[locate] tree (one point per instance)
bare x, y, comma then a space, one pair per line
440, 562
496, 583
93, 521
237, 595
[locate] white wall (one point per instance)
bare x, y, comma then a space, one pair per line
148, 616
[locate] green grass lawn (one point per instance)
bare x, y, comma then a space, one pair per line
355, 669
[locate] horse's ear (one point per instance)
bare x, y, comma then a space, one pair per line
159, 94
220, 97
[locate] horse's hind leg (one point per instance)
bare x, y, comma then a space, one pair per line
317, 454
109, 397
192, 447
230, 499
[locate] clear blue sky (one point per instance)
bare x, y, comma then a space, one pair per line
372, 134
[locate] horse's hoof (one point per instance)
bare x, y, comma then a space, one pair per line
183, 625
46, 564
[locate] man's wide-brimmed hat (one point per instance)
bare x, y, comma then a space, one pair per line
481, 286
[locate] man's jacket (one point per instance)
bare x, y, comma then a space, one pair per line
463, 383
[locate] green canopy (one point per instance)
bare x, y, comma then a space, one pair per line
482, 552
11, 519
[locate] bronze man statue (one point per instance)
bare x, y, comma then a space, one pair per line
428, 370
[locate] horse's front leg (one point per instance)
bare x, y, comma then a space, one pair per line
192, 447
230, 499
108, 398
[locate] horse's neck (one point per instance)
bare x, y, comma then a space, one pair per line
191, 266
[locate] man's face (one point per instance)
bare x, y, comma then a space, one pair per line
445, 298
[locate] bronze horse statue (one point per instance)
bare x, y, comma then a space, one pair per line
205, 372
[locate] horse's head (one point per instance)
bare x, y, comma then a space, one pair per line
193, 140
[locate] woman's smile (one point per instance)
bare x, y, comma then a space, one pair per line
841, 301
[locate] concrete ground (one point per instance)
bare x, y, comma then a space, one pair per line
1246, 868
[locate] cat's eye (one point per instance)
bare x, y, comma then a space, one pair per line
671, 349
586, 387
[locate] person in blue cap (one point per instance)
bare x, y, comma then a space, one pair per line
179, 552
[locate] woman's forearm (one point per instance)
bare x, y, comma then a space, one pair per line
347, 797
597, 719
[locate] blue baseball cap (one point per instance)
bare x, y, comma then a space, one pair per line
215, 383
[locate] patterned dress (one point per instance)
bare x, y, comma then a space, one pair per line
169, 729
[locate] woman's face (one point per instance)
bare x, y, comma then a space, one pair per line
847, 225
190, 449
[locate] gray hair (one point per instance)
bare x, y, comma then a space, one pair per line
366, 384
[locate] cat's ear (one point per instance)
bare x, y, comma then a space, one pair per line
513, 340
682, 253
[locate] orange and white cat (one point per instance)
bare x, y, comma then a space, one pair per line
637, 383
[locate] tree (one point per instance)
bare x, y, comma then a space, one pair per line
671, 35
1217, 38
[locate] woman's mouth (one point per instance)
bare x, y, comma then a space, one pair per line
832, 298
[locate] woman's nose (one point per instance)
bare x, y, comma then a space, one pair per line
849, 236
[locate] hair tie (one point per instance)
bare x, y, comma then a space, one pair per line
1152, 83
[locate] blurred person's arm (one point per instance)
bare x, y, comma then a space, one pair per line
- - -
The required output is a copy of each line in the records where the string "statue" occurs.

* TASK SOLUTION *
[locate] bronze man statue (one point per instance)
[locate] bronze horse statue (one point per instance)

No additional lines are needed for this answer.